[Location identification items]
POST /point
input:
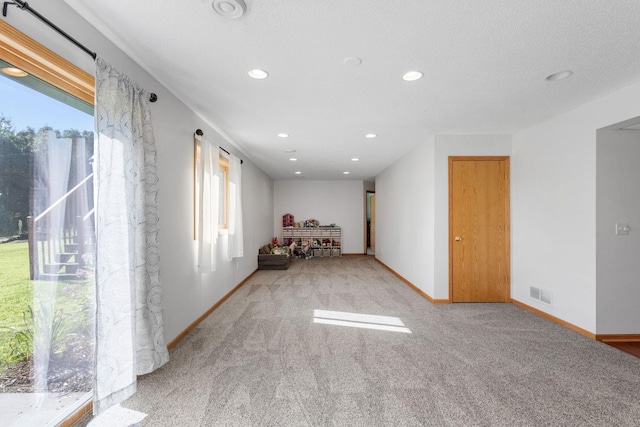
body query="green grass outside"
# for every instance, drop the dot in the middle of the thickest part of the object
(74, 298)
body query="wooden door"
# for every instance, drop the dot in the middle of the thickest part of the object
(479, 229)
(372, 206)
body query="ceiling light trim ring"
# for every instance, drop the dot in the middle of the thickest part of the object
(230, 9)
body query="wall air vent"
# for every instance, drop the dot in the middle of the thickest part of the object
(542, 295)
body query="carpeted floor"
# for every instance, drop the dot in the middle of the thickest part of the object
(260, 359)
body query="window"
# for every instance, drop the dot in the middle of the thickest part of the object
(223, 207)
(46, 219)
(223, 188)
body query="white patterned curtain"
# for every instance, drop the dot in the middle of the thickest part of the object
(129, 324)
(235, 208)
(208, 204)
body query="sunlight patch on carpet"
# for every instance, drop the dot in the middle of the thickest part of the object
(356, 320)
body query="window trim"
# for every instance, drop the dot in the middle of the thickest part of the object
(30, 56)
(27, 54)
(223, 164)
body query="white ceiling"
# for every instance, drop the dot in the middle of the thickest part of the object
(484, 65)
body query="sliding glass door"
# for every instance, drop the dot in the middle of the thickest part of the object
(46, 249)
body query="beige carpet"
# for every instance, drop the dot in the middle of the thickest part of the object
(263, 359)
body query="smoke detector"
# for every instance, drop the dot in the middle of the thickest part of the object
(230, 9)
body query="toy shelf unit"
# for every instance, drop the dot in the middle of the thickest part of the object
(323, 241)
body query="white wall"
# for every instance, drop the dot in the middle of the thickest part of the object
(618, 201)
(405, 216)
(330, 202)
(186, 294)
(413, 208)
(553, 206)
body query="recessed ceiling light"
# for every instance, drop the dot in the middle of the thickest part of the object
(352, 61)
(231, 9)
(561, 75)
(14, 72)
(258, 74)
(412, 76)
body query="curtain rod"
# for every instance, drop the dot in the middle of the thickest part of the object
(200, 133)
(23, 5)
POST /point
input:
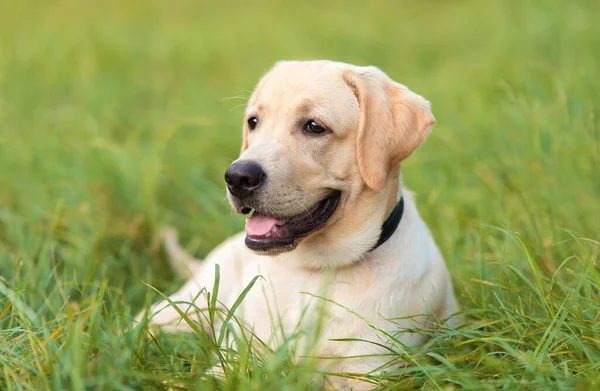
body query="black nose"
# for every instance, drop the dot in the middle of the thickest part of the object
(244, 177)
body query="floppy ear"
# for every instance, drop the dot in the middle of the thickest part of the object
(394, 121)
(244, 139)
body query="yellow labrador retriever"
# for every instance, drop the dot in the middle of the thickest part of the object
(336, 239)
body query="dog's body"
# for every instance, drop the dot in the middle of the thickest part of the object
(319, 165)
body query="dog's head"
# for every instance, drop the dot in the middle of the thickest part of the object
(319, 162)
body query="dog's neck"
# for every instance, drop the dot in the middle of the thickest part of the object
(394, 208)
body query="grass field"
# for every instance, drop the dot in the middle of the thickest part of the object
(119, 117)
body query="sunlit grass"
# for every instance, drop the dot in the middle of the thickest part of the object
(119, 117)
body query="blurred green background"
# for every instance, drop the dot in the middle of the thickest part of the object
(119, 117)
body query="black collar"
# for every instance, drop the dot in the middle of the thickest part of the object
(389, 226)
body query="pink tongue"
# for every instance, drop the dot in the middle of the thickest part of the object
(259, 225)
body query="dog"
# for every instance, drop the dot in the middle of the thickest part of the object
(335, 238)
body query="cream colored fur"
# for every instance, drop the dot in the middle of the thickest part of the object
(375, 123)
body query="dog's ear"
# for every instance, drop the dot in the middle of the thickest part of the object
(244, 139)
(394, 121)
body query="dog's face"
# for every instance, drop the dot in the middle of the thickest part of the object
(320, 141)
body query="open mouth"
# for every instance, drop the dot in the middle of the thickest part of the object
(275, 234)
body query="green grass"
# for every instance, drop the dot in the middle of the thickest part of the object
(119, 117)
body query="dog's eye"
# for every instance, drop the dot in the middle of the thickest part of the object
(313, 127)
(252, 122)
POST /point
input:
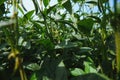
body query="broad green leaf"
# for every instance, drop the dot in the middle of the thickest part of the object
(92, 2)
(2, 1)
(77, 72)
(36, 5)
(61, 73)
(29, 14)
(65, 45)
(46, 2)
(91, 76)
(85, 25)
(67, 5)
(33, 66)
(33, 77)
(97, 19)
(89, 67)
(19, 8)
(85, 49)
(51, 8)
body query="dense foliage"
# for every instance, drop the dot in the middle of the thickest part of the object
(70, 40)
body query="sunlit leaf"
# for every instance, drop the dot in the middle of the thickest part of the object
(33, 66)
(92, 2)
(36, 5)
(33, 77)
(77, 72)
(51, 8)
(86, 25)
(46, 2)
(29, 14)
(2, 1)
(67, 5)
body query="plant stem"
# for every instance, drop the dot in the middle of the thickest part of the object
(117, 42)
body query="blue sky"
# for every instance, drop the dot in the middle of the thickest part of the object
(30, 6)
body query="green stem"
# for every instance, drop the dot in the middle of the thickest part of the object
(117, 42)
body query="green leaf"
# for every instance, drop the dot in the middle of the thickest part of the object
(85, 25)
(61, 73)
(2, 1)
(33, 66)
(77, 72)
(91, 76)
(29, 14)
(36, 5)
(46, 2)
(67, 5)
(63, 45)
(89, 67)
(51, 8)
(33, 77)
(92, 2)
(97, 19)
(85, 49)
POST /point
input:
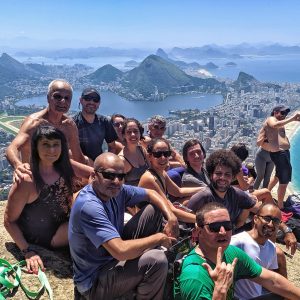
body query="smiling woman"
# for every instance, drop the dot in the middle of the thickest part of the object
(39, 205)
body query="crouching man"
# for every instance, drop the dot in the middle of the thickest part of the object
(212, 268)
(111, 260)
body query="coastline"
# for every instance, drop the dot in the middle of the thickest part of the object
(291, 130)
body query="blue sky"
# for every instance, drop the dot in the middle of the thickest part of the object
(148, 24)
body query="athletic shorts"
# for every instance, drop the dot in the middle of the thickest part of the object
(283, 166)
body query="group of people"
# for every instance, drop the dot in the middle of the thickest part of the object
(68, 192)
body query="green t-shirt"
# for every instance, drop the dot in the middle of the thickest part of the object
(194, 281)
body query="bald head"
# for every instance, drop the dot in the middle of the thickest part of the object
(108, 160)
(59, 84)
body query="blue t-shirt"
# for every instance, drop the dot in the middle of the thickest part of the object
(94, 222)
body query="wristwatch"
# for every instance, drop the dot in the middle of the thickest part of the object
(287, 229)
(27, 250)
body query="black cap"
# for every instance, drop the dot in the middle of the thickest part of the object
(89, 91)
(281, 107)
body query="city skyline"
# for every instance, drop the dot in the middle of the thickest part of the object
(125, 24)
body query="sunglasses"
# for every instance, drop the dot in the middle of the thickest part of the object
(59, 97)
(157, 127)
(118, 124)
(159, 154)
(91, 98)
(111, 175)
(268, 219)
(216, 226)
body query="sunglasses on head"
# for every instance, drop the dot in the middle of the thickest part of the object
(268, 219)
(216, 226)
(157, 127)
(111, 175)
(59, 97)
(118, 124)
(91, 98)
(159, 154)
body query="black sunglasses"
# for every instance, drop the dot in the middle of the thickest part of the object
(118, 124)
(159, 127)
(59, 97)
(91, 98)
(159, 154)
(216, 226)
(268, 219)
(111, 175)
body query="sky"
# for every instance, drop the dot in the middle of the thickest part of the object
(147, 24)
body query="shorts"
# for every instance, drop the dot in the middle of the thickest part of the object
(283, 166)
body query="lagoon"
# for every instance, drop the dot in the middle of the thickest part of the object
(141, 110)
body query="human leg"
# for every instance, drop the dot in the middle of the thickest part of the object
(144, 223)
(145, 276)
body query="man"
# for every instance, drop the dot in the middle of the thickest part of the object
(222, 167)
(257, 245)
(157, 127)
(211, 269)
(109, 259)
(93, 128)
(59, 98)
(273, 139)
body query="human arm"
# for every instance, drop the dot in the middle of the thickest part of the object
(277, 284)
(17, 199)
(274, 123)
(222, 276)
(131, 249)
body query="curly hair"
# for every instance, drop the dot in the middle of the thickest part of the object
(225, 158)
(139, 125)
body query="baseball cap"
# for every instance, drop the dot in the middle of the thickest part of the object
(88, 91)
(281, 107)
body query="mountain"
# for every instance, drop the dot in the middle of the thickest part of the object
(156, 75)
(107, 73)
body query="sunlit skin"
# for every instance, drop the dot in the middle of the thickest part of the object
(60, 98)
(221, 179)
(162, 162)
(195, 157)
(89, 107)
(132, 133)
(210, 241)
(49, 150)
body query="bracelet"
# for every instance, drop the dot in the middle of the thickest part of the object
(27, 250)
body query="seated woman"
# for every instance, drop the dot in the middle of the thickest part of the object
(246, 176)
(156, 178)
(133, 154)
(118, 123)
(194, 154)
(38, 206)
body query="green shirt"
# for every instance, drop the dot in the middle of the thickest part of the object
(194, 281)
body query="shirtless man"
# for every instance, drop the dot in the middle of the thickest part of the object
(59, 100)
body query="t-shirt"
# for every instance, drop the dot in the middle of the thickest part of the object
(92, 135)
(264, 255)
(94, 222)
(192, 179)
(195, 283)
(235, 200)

Task instructions: List every line of the material above that contains the string "white", treating uppercase and lowercase letters as distinct.

Task response:
body query="white patterned curtain"
body query="white ceiling"
body query="white wall"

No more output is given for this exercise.